Text section:
Senior-most officer and service chief of the United States Marine Corps

The commandant of the Marine Corps (CMC) is normally the highest-ranking officer in the United States Marine Corps. It is a four-star general position and a member of the Joint Chiefs of Staff. The CMC reports directly to the secretary of the Navy and is responsible for ensuring the organization, policy, plans, and programs for the Marine Corps as well as advising the president, the secretary of defense, the National Security Council, the Homeland Security Council, and the secretary of the Navy on matters involving the Marine Corps. Under the authority of the secretary of the Navy, the CMC designates Marine personnel and resources to the commanders of unified combatant commands. The commandant performs all other functions prescribed in Section 8043 in Title 10 of the United States Code or delegates those duties and responsibilities to other officers in his administration in his name. As with the other joint chiefs, the commandant is an administrative position and has no operational command authority over United States Marine Corps forces.

The commandant is nominated for appointment by the president, for a four-year term of office, and must be confirmed by the Senate. The commandant can be reappointed to serve one additional term, but only during times of war or national emergency declared by Congress. By statute, the commandant is appointed as a four-star general while serving in office. "The commandant is directly responsible to the Secretary of the Navy for the total performance of the Marine Corps. This includes the administration, discipline, internal organization, training, requirements, efficiency, and readiness of the service. The Commandant is also responsible for the operation of the Marine Corps material support system." Since 1806, the official residence of the commandant has been located in the Marine Barracks in Washington, D.C., and his main offices are in Arlington County, Virginia.

Available data:
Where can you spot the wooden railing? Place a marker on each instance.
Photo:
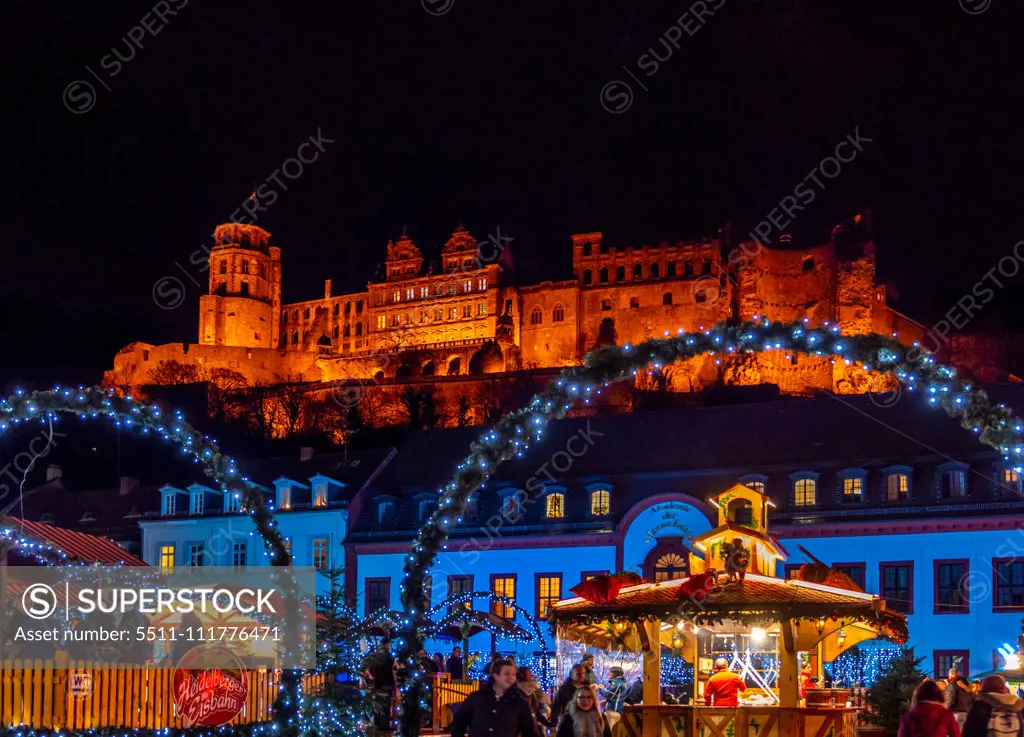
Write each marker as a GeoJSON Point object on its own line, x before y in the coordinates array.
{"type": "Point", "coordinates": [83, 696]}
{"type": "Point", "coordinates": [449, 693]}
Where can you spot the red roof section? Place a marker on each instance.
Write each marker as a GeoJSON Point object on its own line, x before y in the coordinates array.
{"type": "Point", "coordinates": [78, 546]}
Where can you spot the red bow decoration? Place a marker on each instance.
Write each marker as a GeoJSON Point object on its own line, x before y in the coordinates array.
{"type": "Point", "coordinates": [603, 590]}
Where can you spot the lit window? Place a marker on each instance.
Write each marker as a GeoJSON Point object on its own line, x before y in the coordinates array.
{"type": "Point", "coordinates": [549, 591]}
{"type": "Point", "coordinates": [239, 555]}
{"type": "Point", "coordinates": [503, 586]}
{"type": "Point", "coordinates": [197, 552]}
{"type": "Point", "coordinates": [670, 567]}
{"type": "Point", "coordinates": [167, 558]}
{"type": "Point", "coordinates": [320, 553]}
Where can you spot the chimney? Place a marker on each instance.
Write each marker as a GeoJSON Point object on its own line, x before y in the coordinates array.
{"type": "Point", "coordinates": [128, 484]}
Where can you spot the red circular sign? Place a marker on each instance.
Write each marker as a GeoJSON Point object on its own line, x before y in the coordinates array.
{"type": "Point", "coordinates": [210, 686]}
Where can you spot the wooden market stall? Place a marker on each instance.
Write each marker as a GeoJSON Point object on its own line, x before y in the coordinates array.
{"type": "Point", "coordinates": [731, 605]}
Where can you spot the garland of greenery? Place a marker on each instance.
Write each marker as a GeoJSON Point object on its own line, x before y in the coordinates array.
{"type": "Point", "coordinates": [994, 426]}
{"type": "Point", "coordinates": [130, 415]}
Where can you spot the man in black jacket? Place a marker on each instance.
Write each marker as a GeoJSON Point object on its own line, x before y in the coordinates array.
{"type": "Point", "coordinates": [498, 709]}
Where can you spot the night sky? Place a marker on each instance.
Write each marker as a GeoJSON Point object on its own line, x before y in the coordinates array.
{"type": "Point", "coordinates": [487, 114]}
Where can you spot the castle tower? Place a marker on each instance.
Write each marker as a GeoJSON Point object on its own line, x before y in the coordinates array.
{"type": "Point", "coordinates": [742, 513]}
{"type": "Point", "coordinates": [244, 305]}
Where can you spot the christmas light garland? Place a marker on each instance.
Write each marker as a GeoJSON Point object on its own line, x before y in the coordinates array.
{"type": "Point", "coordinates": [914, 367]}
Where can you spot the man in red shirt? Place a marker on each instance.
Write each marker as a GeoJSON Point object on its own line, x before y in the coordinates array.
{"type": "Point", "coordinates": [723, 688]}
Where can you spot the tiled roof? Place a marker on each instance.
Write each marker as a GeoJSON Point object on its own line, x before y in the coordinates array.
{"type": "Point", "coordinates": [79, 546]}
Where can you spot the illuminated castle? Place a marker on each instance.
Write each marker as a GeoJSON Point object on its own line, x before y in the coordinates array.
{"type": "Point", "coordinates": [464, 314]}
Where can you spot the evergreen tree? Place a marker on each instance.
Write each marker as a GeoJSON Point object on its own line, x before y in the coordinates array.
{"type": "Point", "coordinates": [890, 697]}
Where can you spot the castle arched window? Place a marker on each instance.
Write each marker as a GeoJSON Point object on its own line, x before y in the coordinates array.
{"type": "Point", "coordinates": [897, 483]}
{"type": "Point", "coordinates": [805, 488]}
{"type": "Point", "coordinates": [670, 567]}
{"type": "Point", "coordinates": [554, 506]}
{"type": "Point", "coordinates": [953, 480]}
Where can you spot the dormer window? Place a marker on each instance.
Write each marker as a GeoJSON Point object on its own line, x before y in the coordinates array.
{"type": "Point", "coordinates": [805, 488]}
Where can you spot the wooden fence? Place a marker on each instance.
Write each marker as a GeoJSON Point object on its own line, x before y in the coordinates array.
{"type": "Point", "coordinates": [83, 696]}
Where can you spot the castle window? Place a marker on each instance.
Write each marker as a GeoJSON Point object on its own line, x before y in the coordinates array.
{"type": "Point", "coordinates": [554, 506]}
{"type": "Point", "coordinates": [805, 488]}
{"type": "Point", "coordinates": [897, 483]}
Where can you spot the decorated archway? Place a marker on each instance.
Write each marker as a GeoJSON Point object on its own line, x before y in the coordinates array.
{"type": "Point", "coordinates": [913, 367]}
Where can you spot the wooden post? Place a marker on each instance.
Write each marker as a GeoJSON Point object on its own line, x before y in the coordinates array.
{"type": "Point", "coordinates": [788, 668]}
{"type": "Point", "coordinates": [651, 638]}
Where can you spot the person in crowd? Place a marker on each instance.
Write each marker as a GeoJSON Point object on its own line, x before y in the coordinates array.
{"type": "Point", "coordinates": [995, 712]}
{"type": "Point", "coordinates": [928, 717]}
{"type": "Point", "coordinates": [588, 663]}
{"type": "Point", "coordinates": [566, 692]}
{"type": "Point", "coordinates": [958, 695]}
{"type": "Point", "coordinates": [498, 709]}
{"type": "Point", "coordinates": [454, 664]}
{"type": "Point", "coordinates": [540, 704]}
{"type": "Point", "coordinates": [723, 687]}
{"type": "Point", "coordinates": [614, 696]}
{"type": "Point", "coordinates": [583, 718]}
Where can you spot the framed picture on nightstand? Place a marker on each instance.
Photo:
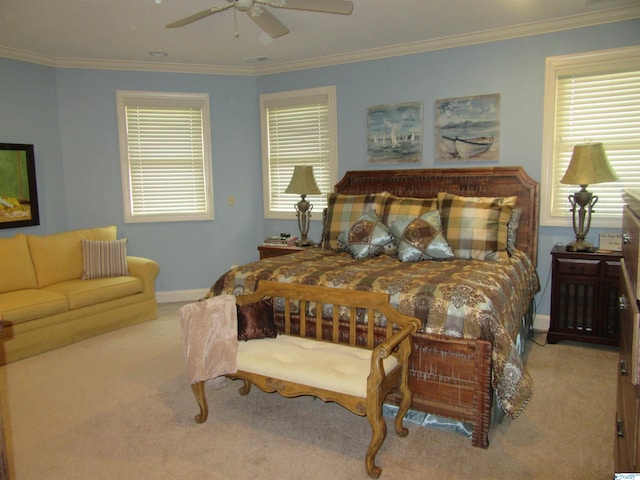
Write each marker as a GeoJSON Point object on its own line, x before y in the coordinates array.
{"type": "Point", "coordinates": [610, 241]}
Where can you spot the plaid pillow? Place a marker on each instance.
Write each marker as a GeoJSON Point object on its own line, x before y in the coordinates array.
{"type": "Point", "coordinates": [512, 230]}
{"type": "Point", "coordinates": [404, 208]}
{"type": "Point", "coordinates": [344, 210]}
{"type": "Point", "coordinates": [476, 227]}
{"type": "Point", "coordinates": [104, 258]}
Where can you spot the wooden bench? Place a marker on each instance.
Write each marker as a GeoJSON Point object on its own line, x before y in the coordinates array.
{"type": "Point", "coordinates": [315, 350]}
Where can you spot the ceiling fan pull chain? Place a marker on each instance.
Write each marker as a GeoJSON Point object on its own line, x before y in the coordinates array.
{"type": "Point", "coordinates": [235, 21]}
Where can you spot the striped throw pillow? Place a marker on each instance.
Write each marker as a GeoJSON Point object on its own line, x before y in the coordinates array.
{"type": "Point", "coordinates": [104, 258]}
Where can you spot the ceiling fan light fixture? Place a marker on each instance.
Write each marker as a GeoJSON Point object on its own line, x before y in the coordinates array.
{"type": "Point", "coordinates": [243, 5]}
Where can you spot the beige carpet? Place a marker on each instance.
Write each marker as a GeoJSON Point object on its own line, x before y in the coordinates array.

Exercise brief:
Reproduce the entire text about the commandant of the Marine Corps word for word, from its opening line to its final sentence.

Result of this exercise:
Senior-most officer and service chief of the United States Marine Corps

The commandant of the Marine Corps (CMC) is normally the highest-ranking officer in the United States Marine Corps. It is a four-star general position and a member of the Joint Chiefs of Staff. The CMC reports directly to the secretary of the Navy and is responsible for ensuring the organization, policy, plans, and programs for the Marine Corps as well as advising the president, the secretary of defense, the National Security Council, the Homeland Security Council, and the secretary of the Navy on matters involving the Marine Corps. Under the authority of the secretary of the Navy, the CMC designates Marine personnel and resources to the commanders of unified combatant commands. The commandant performs all other functions prescribed in Section 8043 in Title 10 of the United States Code or delegates those duties and responsibilities to other officers in his administration in his name. As with the other joint chiefs, the commandant is an administrative position and has no operational command authority over United States Marine Corps forces.

The commandant is nominated for appointment by the president, for a four-year term of office, and must be confirmed by the Senate. The commandant can be reappointed to serve one additional term, but only during times of war or national emergency declared by Congress. By statute, the commandant is appointed as a four-star general while serving in office. "The commandant is directly responsible to the Secretary of the Navy for the total performance of the Marine Corps. This includes the administration, discipline, internal organization, training, requirements, efficiency, and readiness of the service. The Commandant is also responsible for the operation of the Marine Corps material support system." Since 1806, the official residence of the commandant has been located in the Marine Barracks in Washington, D.C., and his main offices are in Arlington County, Virginia.